== Excerpted text

It is worth remembering that before the second world war, there was no specific international legal norm that aimed to protect civilians in conflicts. Philippe Sands’s outstanding book “East West Street”, which was published last year, sets out clearly the way in which history was changed after that. The horrors experienced by civilians all over the world during that war prompted the international community to adopt, in 1949, the fourth Geneva convention on the protection of civilian persons in time of war.
My submission is that today, 70 years on, our generation is facing its own crisis of civilian protection. Gareth Evans at the United Nations made great progress on the responsibility to protect—R2P—in the aftermath of the genocide in Rwanda and, indeed, events in Europe. My submission today is that the responsibility to protect remains an absolutely critical international doctrine, but that it is a skeleton, and there is far too little flesh on the bones of R2P and what it means to protect civilians.
Recently, in what was widely regarded as ethnic cleansing, we saw the appalling events that took place for the Rohingya in Rakhine state. The Minister, who we are glad to see in his place, has taken a leadership role in trying to protect the people caught up in that. Threats to civilians are worsening and becoming more complex, more urban and more protracted, but perhaps the major challenge facing civilian protection today is the rise in deliberate identity-based targeting of civilian populations, not as a by-product of war but as a distinct objective. Those crimes and atrocities are abhorrent in their own right, and they can also lead to the outbreak of armed conflicts. The eight-year crisis in Syria, for example, was propelled by the deliberate perpetration of atrocities by the state, leading to protracted armed conflict and a hellish cycle of intentional violence against civilian groups by different perpetrators.
Many hon. Members will have seen the work being done by Hamish de Bretton-Gordon, a distinguished former military officer. I had the opportunity to hear from him today, just after his return from the middle east where he advises the Idlib Health Directorate of the most up-to-date circumstances in Syria and particularly Idlib. He says this:
“Nearly 700 civilians killed this year and 500,000” internally displaced people
“in Idlib many without homes living in the open and off scraps and evidence of another chemical attack. There have been 29 attacks on hospitals by Russian and Syrian aircraft with many now out of commission. A handful of hospitals and doctors are now trying to care for 3 million civilians…Because we have done nothing to prevent this atrocity the crimes against humanity of attacking hospitals and the use of chemical weapons, this will haunt us much longer than the Syrian conflict. People in Idlib, who I speak to on a regular basis, feel completely let down by the West—we might be prepared to act against Iran for attacking an oil tanker but nothing to help the humanitarian disaster in Idlib?!”
I submit that we should be seeking to name and shame the aircraft attacking those hospitals, and provide evidence to the International Criminal Court for future prosecutions. As the Minister knows, the Foreign and Commonwealth Office has sought protect evidence of breaches of international humanitarian law in Syria. The advent of mobile phone technology means that we can collect evidence of the atrocities. In Khartoum, Sudan, mobile phone pictures have been taken of individual soldiers committing atrocities, breaking international humanitarian law. I hope that the Minister will be able to reassure us that in Syria, where there is a long-standing FCO operation, and in Khartoum, Sudan, we are collecting that evidence and we will make sure that it is used to bring international justice to those who have perpetrated those atrocities.
On that point, I remind the Minister that General Bashir, currently in jail in Khartoum, has been for many years the subject of an indictment through the International Criminal Court. We expect the British Government to do everything in their power to ensure that that warrant is executed.

====
== Supplied records

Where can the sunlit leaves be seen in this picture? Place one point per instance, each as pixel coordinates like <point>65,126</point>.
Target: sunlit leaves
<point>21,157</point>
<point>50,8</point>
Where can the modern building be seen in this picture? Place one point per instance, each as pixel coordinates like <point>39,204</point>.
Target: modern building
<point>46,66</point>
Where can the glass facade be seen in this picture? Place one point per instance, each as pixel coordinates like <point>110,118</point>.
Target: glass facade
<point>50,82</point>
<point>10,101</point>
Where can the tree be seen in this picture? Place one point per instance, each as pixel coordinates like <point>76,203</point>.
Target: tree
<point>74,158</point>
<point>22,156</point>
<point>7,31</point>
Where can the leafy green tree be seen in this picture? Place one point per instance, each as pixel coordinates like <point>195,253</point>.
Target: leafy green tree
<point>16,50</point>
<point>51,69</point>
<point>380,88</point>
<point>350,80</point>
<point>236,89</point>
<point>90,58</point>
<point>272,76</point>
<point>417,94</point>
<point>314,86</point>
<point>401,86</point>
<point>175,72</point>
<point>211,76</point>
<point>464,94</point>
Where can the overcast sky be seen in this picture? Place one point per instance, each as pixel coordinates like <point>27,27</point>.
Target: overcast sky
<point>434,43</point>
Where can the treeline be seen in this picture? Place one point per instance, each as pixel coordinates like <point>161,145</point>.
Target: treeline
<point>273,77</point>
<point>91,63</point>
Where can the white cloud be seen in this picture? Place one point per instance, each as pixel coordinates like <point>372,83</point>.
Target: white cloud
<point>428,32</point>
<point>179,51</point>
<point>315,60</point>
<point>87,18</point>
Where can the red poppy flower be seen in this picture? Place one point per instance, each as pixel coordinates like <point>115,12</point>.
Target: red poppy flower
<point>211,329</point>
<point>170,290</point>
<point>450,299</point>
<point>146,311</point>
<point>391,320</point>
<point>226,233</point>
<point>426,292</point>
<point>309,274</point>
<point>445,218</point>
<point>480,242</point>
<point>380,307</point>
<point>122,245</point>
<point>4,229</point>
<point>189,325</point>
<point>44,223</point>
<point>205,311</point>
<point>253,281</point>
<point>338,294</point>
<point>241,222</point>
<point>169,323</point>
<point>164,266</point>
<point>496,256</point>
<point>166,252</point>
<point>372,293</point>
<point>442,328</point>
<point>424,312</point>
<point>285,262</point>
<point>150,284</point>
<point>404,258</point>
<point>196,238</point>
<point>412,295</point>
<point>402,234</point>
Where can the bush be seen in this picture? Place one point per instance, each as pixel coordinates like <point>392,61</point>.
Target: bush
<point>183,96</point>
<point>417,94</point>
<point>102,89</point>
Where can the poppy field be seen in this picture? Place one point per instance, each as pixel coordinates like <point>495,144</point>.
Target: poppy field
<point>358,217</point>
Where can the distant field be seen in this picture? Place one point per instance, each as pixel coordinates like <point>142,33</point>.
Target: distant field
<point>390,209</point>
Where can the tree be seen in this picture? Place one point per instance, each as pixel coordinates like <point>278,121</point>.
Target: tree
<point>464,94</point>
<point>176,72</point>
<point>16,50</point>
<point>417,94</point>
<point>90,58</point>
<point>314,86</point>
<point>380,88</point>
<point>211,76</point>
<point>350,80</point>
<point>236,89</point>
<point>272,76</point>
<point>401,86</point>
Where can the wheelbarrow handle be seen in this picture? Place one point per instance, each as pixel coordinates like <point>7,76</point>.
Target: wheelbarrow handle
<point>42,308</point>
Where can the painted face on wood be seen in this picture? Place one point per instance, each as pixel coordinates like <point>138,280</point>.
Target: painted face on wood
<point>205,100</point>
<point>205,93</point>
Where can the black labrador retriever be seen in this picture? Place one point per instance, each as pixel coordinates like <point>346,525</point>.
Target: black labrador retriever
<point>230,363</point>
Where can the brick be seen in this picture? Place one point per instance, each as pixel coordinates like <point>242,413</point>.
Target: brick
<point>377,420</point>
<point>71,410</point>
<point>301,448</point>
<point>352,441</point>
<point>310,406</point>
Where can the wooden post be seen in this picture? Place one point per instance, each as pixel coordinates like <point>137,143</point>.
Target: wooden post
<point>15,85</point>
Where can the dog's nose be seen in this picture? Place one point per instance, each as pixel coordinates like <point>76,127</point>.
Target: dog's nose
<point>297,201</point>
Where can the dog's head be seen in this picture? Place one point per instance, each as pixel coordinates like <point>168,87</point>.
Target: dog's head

====

**Assignment:**
According to the excerpted text, in what year did the international community adopt the fourth Geneva convention on the protection of civilian persons in time of war?

**Completed exercise:**
1949